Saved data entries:
* * * * *

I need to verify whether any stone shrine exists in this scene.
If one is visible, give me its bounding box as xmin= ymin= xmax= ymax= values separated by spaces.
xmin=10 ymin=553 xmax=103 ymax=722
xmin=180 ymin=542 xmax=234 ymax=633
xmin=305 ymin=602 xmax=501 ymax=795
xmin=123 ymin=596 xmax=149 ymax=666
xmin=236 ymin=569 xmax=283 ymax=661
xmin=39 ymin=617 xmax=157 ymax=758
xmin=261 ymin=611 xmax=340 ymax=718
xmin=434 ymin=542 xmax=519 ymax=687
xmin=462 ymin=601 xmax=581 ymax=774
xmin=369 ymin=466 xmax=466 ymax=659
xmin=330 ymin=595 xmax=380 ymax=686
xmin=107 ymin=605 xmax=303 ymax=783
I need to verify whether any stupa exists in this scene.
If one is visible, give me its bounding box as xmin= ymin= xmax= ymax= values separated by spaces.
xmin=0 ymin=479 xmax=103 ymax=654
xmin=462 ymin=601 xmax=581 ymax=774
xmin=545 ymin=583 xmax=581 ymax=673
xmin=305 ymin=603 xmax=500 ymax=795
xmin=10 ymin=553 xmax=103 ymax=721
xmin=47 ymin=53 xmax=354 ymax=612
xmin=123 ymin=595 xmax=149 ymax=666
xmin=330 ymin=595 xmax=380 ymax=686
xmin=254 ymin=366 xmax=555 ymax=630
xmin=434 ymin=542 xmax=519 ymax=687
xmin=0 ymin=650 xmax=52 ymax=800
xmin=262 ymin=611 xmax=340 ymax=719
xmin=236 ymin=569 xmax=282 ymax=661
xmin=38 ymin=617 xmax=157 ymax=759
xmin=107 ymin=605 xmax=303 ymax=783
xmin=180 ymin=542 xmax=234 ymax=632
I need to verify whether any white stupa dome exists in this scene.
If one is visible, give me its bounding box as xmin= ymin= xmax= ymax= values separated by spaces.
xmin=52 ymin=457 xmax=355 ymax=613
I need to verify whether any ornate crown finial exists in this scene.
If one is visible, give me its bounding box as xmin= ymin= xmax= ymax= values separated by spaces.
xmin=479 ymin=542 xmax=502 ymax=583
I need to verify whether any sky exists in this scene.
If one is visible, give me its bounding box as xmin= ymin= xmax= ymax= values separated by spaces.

* * * * *

### DIRECTIONS FOR THIS TASK
Please write out the records above again, substituting "check whether" for each "verify whether" and changing nothing else.

### EXERCISE OUTPUT
I need to check whether any stone shrine exists in this scene.
If one is visible, give me its bounding box as xmin= ymin= xmax= ymax= values separated by spaces.
xmin=10 ymin=553 xmax=103 ymax=722
xmin=180 ymin=542 xmax=234 ymax=633
xmin=305 ymin=602 xmax=501 ymax=795
xmin=123 ymin=596 xmax=149 ymax=666
xmin=236 ymin=569 xmax=283 ymax=661
xmin=39 ymin=617 xmax=157 ymax=758
xmin=261 ymin=611 xmax=340 ymax=718
xmin=434 ymin=542 xmax=519 ymax=687
xmin=462 ymin=601 xmax=581 ymax=774
xmin=369 ymin=466 xmax=466 ymax=659
xmin=330 ymin=595 xmax=380 ymax=686
xmin=107 ymin=605 xmax=303 ymax=783
I need to check whether any stupa exists in this scene.
If one is visible, give me its bounding box as xmin= ymin= xmax= ymax= values separated by spaces.
xmin=0 ymin=479 xmax=103 ymax=654
xmin=462 ymin=601 xmax=581 ymax=774
xmin=545 ymin=583 xmax=581 ymax=673
xmin=305 ymin=603 xmax=500 ymax=795
xmin=10 ymin=553 xmax=103 ymax=721
xmin=47 ymin=53 xmax=354 ymax=612
xmin=123 ymin=595 xmax=149 ymax=666
xmin=330 ymin=595 xmax=380 ymax=686
xmin=254 ymin=366 xmax=555 ymax=630
xmin=434 ymin=542 xmax=519 ymax=687
xmin=0 ymin=650 xmax=52 ymax=800
xmin=262 ymin=611 xmax=340 ymax=719
xmin=236 ymin=569 xmax=282 ymax=661
xmin=38 ymin=617 xmax=157 ymax=759
xmin=107 ymin=605 xmax=303 ymax=783
xmin=180 ymin=542 xmax=234 ymax=632
I need to check whether any white stupa dome exists in this scene.
If one is visible, give me its bounding box as xmin= ymin= xmax= ymax= values separated by spaces.
xmin=52 ymin=457 xmax=355 ymax=613
I need to check whether any ornate crown finial exists in this scene.
If one is visible, give me its bounding box as xmin= ymin= xmax= ymax= values separated by spaces.
xmin=479 ymin=542 xmax=502 ymax=583
I need to check whether any sky exists in this scene.
If one is visible, give me its bounding box as xmin= ymin= xmax= ymax= values separated by spaces.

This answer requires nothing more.